:: STATED TASK ::
Copy out all of the data below, swapping each "annotate" for "mark" and keeping every other character the same.

:: PROVIDED RECORDS ::
— START —

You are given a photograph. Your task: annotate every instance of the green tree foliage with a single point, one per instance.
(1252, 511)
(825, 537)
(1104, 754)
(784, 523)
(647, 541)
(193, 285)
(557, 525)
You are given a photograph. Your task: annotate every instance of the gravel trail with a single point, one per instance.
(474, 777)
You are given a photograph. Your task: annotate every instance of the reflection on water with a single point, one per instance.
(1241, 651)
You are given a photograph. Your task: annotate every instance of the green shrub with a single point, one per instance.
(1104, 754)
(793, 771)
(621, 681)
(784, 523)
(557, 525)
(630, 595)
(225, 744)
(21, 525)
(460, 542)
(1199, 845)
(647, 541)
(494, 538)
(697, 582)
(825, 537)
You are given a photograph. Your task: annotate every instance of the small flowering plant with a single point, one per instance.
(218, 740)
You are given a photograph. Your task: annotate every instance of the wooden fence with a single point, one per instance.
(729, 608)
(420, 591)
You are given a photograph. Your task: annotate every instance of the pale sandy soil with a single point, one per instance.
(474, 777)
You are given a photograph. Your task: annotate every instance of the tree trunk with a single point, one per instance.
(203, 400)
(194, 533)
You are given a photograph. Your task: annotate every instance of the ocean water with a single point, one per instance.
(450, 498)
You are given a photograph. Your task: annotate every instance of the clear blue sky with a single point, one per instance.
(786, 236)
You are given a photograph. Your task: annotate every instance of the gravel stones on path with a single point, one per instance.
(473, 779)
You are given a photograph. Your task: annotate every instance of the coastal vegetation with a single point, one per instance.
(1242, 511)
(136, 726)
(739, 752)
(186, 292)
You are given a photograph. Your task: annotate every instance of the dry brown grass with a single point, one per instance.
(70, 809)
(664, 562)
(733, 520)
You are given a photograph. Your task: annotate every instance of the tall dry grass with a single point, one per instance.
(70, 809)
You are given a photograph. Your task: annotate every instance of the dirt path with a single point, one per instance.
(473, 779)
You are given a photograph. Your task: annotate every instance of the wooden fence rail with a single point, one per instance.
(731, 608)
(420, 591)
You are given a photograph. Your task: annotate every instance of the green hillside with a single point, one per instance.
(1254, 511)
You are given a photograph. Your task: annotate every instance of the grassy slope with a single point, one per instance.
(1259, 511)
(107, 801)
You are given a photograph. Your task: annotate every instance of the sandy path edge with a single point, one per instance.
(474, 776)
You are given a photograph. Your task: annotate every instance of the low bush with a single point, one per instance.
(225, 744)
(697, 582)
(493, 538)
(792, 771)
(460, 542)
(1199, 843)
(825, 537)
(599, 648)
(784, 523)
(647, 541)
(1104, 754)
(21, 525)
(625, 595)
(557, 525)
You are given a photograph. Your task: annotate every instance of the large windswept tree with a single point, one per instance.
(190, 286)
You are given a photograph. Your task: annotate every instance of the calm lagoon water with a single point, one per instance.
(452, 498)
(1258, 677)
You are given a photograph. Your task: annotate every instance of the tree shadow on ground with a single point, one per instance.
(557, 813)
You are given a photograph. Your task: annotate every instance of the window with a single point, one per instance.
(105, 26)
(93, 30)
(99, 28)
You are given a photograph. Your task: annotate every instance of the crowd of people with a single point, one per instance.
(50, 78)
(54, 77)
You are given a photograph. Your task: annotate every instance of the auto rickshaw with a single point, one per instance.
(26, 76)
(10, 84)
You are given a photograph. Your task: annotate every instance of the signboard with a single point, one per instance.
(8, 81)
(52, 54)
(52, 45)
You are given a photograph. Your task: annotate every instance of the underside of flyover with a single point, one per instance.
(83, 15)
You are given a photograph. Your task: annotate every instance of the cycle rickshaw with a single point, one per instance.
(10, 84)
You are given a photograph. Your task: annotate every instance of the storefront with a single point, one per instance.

— END —

:: RIGHT ANSWER ::
You are given a photograph. Your task: mark every instance of the green tree foliage with a single point, one per instance.
(1252, 511)
(825, 537)
(1104, 754)
(784, 523)
(647, 541)
(193, 285)
(557, 525)
You are given a photograph. Your task: mark every instance of the gravel trail with a single point, one per instance.
(474, 777)
You are given a photograph. Your task: mark every instance of the reflection on water with a single point, one per instance.
(1241, 651)
You are given a photograph. Your task: mark every instance of the green shrub with a single point, one per instance.
(1104, 754)
(793, 771)
(621, 681)
(784, 523)
(557, 525)
(630, 595)
(225, 744)
(21, 525)
(460, 542)
(1199, 845)
(647, 541)
(494, 538)
(697, 582)
(825, 537)
You are given a photograph. Your task: mark every instance of the small flowering plant with a single point, one per instance.
(218, 740)
You are given a photograph. Your task: mark every instance of the wooden fence with a single point, one per instance.
(729, 608)
(420, 591)
You are given a photograph. Your task: mark every instance of the pale sandy soil with a single point, one per instance.
(474, 777)
You are given a photograph. Your task: mark every instance of the tree trunk with a single point, one per instance.
(203, 400)
(194, 533)
You are given a photograph. Your task: mark every instance of the ocean water with a single point, one per instance.
(450, 498)
You are given a photograph. Your task: mark every instance of the clear blue sky with a single point, one per instance.
(786, 236)
You are given a photograph. Your task: mark every instance of the gravel stones on path with a single point, one per instance.
(473, 779)
You are given a photograph. Your task: mark every instance of the coastal vegetation with a single point, one per instance.
(1242, 511)
(136, 726)
(739, 752)
(186, 292)
You are given a photograph. Your task: mark every instance of the dry brown grass with a single point, one per instance.
(70, 809)
(664, 562)
(733, 520)
You are given a photograph. Your task: mark every instance of the tall dry grass with a single point, one per instance.
(70, 809)
You are given a photograph. Your task: mark every instance of the dirt path with a single point, one per instance.
(473, 779)
You are given a photograph. Your task: mark every instance of the wooden fence rail with a single point, one per instance.
(731, 608)
(420, 591)
You are given a photograph. Your task: mark every instance of the green hillside with a single point, one per instance.
(1254, 511)
You are given a photograph. Your task: mark every instance of the grassy slope with a single point, one per instance.
(1259, 511)
(107, 801)
You are given a photograph. Your task: mark every instance of the sandy path edge with a single point, one per instance.
(474, 776)
You are given a photograph. Your task: mark every instance of the low bush with a single point, one per instance.
(225, 744)
(697, 582)
(493, 538)
(792, 771)
(460, 542)
(1199, 843)
(825, 537)
(599, 648)
(784, 523)
(647, 541)
(1104, 754)
(21, 525)
(625, 595)
(557, 525)
You are given a photograph. Your task: mark every instance of the large windswept tree with a single point, one per instance.
(190, 286)
You are given a photograph. Your task: mark every instance of the calm lagoon water with a single point, one per instance.
(452, 498)
(1258, 677)
You are given a photograph. Your task: mark every instance of the tree shadow on ground with a single point, one per instance.
(557, 813)
You are given a photograph. Your task: mark every instance of the window with a single point, one per instance.
(105, 26)
(93, 30)
(99, 28)
You are given a photograph. Your task: mark every instance of the crowd of people with a single point, one per instance.
(50, 78)
(54, 77)
You are given a photograph. Your task: mark every instance of the auto rickshaw with a single point, one per instance.
(26, 76)
(10, 84)
You are given a photograph. Your task: mark every instance of the signboard with a single point, one per instance.
(8, 81)
(52, 54)
(52, 45)
You are given a photograph. Your task: mark every instance of the underside of flyover with a single point, one per instance.
(83, 15)
You are given a photograph. Your task: mark every instance of the cycle rickshaw with a single point, one per instance.
(10, 84)
You are given a photograph. Your task: mark every instance of the storefront with a single point, one per instance.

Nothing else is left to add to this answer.